Source
* Start *
(Continuing a discussion from
https://twitter.com/cocoaphony/status/729712476451971073\.\)
The current recommendation for converting from lazy to strict is with an
Array constructor:
Array(xs.lazy.<chain>)
Because the Array constructor accesses count and then iterates over the
sequence, this generally means that the entire chain is evaluated twice.
This is a surprising result. See
Why `double` is called 5 times and `filter` is called 4 times? Shouldn't they be called same amount of times? Shouldn't they both be called only twice as I have 2-element array? · GitHub for an
example.
While it is reasonable to argue that a map/filter chain should be pure, it
is much more surprising to require that it be cheap (a common use for lazy
is to avoid calling expensive operations that might not be needed). This
can be a particular issue if network fetches (even idempotent ones) are
included in the chain.
As Joe Groff notes, this is fixable with Array(AnySequence(xs.lazy....)),
but that is very undiscoverable and dependent on knowing the implementation
details of Array.init.
I believe the root cause of this is that LazyFilterCollection is not a
proper Collection. It violates the performance requirements.
CollectionType.count requires O(1) access if Index is a
RandomAccessIndexType. LazyFilterCollection.count is always at least O(N).
LFC also breaks several other O(1) performance requirements (endIndex for
instance). This breaks the performance promises of anything that operates
on a generic collection and receives an LFC. The problem here isn't
Array.init. It's doing everything right. The problem is that LFC doesn't
uphold its side of the bargain.
There are many ways and reasons that lazy filter chains are constructed. I
don't think there's any way for the stdlib to guess the best performance
trade-off for all of them, and optimizing for one breaks others. Given
that, I think it should stick to the documented performance promises. Since
LazyFilterCollection cannot meet the requirements of a Collection (even in
simple cases), a lazy filter must return a LazySequence. This breaks
pre-allocation optimizations, but allows reasoning about the performance in
ways that is not currently possible. We should keep our promises.
While not beautiful, it is possible to recover pre-allocation optimization
in a generic way by adding an initialCapacity option to
Array.init<SequenceType>. This would allow the caller to provide the best
initial allocation in cases where that is externally known, or worth an
explicit counting.
-Rob
* End *
Written task A
In the post on lazy filter chains, shorten the paragraph beginning "While it is reasonable to argue" while keeping its main facts.
Written task B
Reproduce the part of the post on lazy filter chains that opens with the words containing "LFC also breaks" and closes with "of the bargain.".

Listed records
* Start *
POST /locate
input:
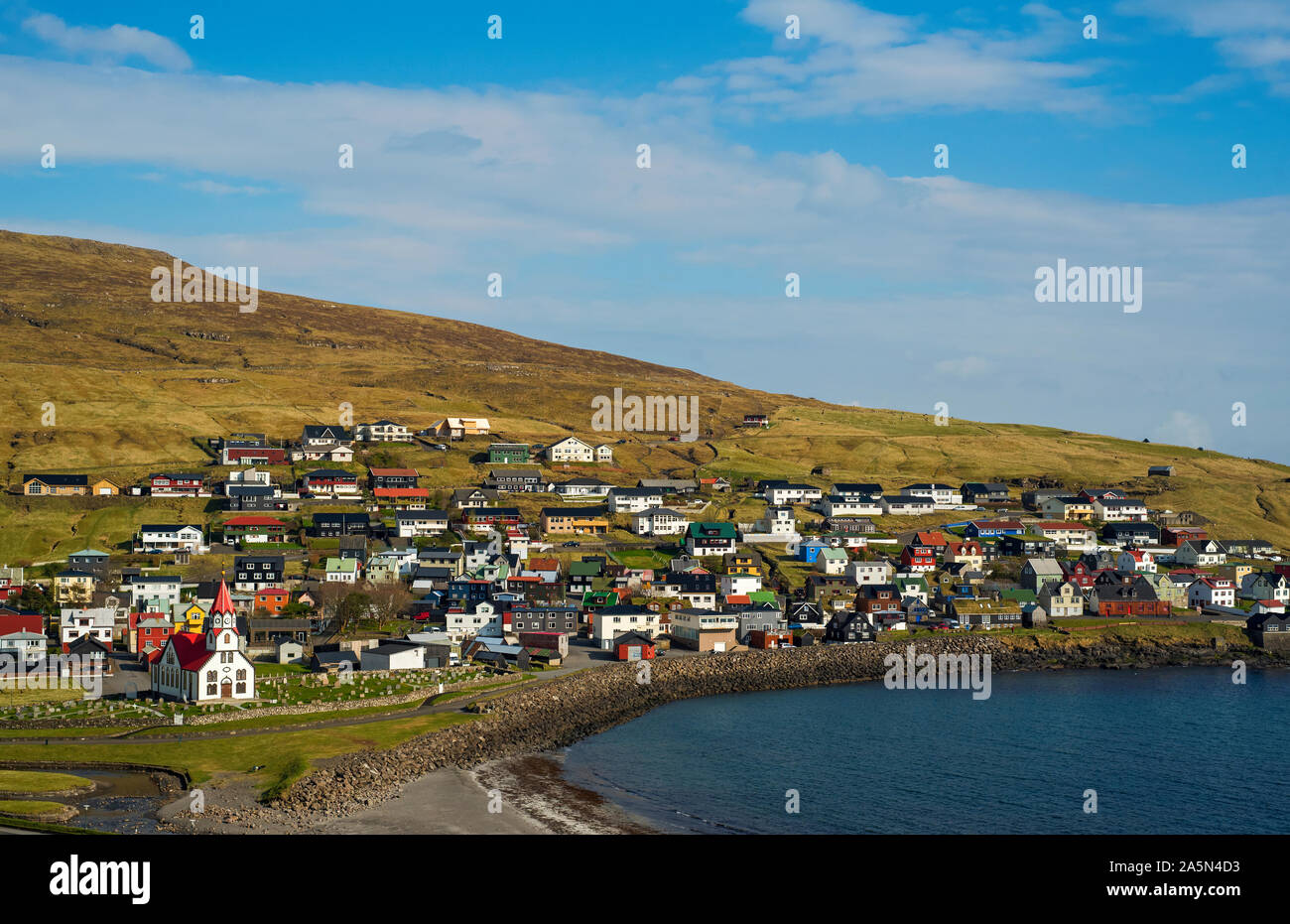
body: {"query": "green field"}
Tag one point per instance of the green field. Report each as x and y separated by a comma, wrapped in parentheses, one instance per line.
(81, 333)
(39, 781)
* End *
Task solution A
Expecting a map/filter chain to be pure is fair, but requiring it to be cheap is more surprising, because lazy is often used to skip expensive operations that may not be needed. This matters most when the chain includes network fetches, even idempotent ones.

Task solution B
LFC also breaks several other O(1) performance requirements (endIndex for
instance). This breaks the performance promises of anything that operates
on a generic collection and receives an LFC. The problem here isn't
Array.init. It's doing everything right. The problem is that LFC doesn't
uphold its side of the bargain.